→ Text
⟨

In the present work, we describe the development of enhanced plasma chemical vapor deposition (PECVD) procedures used to modify the surface of polypropylene implants with multiple common chemical entities (e.g. carboxylic acid, amine and hydroxyl groups) suitable for a wide range of chemical and crosslinking applications such as molecule grafting, surface charge and increased hydrophilicity. The methods presented can be adapted for commercially available plasma machines, using any gas, liquid or solid monomer of choice. We evaluated the efficacy of these PECVD procedures to create optimal charged polypropylene substrates for Layer by Layer (LbL) coatings, as a charged substrate is required for cyclic electrostatic deposition of polyelectrolyte films with opposite charge. Due to the negligible wettability, charge and chemical reactive moieties in the surface of plastic biomaterials, the use of the LbL technique has largely been limited to natively charged materials. Therefore, the presented plasma irradiation methods have the potential to expand the applications of LbL coatings to multiple other medical devices.

Materials and methods

Materials

A polypropylene mesh, Gynemesh® PS (Ethicon, Somerville, NJ) was used. Maleic anhydride, chondroitin sulfate B, chitosan (low molecular weight, deacetylation degree 85%) were purchased from Sigma Aldrich (St. Louis, MO).

⟩

Lines excerpted from a collection
⟨

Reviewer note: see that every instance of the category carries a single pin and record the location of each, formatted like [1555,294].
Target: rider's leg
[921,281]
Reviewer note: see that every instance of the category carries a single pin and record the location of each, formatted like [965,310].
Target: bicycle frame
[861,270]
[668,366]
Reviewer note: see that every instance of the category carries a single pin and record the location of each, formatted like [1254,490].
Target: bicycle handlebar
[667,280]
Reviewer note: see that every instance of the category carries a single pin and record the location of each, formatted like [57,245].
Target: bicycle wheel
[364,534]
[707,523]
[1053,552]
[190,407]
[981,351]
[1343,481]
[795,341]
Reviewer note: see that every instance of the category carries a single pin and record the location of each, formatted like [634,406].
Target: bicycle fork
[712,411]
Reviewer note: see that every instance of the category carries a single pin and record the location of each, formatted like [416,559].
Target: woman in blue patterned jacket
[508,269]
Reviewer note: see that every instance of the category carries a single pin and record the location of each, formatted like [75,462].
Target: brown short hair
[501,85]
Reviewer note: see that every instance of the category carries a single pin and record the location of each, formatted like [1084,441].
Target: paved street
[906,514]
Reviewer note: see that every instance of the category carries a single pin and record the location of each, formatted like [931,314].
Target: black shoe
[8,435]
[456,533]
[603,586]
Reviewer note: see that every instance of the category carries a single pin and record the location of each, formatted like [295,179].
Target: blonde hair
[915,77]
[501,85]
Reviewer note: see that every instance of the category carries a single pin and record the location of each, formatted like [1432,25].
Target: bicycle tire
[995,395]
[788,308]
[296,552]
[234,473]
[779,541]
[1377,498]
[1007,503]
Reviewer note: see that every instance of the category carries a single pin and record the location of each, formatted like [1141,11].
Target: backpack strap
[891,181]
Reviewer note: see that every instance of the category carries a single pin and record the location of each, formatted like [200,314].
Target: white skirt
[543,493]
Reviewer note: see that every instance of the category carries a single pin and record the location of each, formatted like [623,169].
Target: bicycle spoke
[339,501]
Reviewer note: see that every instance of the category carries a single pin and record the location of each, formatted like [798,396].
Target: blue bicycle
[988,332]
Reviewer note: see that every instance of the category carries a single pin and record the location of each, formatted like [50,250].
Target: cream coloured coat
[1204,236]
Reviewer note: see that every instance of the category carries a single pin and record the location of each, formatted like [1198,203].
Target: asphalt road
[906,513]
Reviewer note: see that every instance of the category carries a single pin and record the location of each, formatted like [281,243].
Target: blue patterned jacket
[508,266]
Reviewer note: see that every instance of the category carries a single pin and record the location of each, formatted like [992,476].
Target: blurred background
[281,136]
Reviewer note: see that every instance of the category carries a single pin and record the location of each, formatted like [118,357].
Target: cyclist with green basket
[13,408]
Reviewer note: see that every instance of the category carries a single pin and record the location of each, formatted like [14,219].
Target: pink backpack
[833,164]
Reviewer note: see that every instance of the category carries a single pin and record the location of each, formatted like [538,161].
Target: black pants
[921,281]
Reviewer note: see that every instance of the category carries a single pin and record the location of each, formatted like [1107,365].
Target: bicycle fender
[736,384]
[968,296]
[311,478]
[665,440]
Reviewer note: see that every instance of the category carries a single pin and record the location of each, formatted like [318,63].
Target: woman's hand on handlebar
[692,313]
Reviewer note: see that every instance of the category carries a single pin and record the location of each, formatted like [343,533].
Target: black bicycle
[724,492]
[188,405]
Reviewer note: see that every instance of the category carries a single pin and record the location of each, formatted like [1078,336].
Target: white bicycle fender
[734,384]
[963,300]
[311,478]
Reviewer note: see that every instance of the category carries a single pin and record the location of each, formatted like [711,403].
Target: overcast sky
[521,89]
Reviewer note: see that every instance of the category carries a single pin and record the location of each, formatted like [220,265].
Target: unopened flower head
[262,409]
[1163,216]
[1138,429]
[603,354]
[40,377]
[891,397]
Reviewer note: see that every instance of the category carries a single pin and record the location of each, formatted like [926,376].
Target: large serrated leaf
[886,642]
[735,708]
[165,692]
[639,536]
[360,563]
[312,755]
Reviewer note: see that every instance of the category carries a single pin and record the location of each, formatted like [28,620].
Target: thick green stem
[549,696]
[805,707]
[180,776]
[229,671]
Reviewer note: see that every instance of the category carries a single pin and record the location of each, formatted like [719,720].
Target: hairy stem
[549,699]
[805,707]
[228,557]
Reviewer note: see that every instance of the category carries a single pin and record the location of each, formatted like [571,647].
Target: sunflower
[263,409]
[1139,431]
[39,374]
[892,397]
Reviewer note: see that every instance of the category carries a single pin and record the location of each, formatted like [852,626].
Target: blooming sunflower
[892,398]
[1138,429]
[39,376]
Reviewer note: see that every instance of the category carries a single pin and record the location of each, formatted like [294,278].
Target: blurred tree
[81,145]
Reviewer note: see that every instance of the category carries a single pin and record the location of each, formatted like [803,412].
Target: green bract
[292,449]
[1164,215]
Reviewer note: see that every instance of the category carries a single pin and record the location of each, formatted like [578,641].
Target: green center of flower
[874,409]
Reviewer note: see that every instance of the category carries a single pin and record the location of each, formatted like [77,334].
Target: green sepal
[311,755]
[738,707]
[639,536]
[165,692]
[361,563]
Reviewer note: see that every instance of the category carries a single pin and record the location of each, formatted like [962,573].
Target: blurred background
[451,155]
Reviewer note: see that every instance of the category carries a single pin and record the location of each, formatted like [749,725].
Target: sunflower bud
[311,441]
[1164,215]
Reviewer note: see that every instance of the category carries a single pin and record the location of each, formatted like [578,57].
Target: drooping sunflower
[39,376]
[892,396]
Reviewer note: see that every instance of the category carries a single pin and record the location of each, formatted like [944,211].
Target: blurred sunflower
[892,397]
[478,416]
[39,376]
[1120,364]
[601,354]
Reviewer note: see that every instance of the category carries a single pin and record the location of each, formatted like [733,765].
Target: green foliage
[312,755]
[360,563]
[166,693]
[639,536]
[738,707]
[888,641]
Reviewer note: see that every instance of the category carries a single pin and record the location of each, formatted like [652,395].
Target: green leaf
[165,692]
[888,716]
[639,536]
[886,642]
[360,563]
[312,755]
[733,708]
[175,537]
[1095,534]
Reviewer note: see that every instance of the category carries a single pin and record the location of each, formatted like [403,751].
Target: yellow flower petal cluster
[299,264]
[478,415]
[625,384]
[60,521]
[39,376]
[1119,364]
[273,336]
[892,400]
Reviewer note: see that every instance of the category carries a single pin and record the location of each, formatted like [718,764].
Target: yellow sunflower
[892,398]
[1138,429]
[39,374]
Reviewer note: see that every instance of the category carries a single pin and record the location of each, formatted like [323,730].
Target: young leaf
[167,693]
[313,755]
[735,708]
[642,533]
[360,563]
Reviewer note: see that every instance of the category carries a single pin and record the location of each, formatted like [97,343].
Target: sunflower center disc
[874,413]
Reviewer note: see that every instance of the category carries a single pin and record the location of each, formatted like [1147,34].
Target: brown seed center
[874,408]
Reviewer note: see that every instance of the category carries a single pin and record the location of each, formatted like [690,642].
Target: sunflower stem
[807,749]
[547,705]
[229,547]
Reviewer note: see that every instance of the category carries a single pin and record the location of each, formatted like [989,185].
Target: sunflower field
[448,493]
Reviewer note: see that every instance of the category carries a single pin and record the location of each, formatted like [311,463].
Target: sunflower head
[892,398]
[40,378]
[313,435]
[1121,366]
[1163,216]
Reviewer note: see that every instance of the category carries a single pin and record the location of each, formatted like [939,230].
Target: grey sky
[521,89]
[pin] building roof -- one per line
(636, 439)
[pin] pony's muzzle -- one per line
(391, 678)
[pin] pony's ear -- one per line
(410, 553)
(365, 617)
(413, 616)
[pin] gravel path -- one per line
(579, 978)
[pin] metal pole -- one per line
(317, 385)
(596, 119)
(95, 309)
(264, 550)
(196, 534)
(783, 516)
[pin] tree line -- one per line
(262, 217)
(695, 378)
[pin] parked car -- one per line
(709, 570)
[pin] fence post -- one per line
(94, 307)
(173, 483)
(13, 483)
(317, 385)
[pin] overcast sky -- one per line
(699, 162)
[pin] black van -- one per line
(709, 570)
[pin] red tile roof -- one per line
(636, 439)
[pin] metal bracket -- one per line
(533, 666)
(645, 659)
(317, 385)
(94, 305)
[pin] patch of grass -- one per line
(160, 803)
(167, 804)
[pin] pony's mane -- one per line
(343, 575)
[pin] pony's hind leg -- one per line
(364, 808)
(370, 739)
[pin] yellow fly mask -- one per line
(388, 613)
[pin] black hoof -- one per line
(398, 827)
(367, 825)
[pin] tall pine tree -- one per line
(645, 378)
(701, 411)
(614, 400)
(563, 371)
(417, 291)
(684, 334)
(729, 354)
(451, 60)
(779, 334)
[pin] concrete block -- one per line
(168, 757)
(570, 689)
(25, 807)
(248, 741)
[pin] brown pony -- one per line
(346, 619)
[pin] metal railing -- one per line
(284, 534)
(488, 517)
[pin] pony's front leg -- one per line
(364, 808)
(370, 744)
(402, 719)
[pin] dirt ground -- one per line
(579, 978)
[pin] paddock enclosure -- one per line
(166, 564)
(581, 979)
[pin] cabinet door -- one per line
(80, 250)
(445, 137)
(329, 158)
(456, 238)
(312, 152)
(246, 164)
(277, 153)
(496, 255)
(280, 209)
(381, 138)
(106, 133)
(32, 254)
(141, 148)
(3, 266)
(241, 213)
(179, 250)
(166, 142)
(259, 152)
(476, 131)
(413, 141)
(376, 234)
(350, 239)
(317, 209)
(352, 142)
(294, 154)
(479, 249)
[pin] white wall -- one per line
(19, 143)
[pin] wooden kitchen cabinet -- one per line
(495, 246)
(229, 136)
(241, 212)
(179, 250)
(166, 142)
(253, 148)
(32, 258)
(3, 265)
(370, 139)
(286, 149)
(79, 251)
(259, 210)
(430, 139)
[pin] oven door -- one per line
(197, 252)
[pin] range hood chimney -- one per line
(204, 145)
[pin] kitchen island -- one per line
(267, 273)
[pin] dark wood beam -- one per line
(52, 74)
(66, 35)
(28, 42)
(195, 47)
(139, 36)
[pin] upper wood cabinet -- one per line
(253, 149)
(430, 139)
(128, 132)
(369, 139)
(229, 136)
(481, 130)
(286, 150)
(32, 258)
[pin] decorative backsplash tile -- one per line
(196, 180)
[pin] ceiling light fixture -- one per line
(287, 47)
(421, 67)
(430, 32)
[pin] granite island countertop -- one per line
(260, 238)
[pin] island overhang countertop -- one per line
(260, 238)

⟩

→ Task to carry out
List every substance that the polypropylene surface-modification text says was purchased from Sigma Aldrich. The lines are not needed for the task.

→ Expected answer
- Maleic anhydride
- Chondroitin sulfate B
- Chitosan (low molecular weight, deacetylation degree 85%)